SOURCE DOCUMENT
###

February 23, 2011

Need for speed

I woke up the other day and decided that I wanted to eat a bit of my mother’s food. I am from a city in the Mediterranean shore of Spain called Valencia. We Valencians are a particular sort. We are a people that don’t have a fiesta without exploding a few hundred kilos of powder in a public square crowded with thousands of people and like to burn monuments valued in the millions of Euros just for fun. So yes, we are a weird people and prone to do bizarre things: like waking up on a Sunday 400 km away from your mother’s and deciding that it is time for a good home meal. So I traveled 400km in roughly one and a half hours. I must say it was a pleasant trip.

Might I mention all this is completely legal in Spain? Before all of the speed fans in the audience buy their tickets I must mention as well that I went by train.

Love of high speed trains is one thing that connects French, Spanish and Chinese people. Although controversial at times it is one fine piece of engineering, and believe it or not, TIC has a lot to say in making it possible. Some time ago we spoke about the sensible SCADA systems that manage complex industrial systems and how they are very sensitive and must be protected to ensure critical systems continuity. In the same way high speed trains are highly sensitive to communications systems and rely a great deal on the network laid along the rail for its functioning.

###

DATA BLOCK
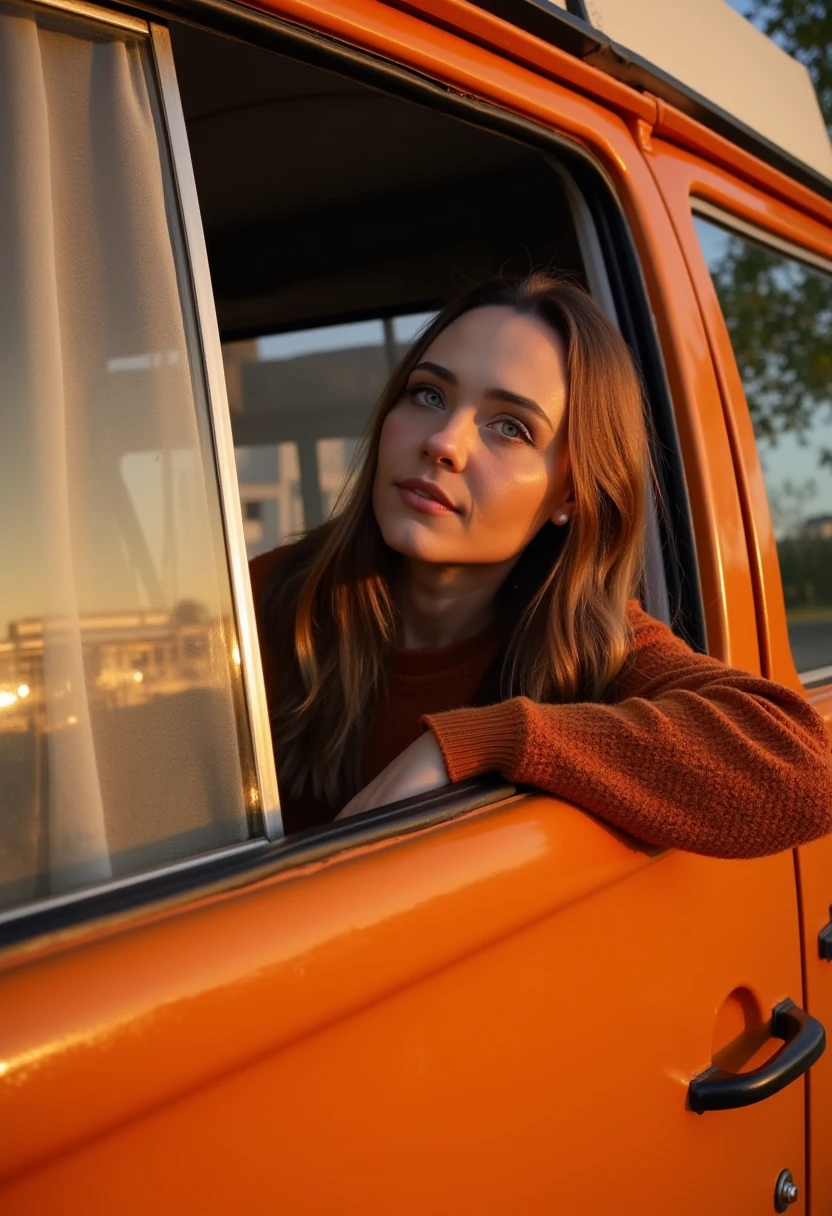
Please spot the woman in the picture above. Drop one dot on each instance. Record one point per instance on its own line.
(471, 606)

###

WHAT THIS TASK INVOLVES
Render into Spanish this sentence from the post about high-speed trains: "Love of high speed trains is one thing that connects French, Spanish and Chinese people."

TASK ANSWER
El amor por los trenes de alta velocidad es algo que une a franceses, españoles y chinos.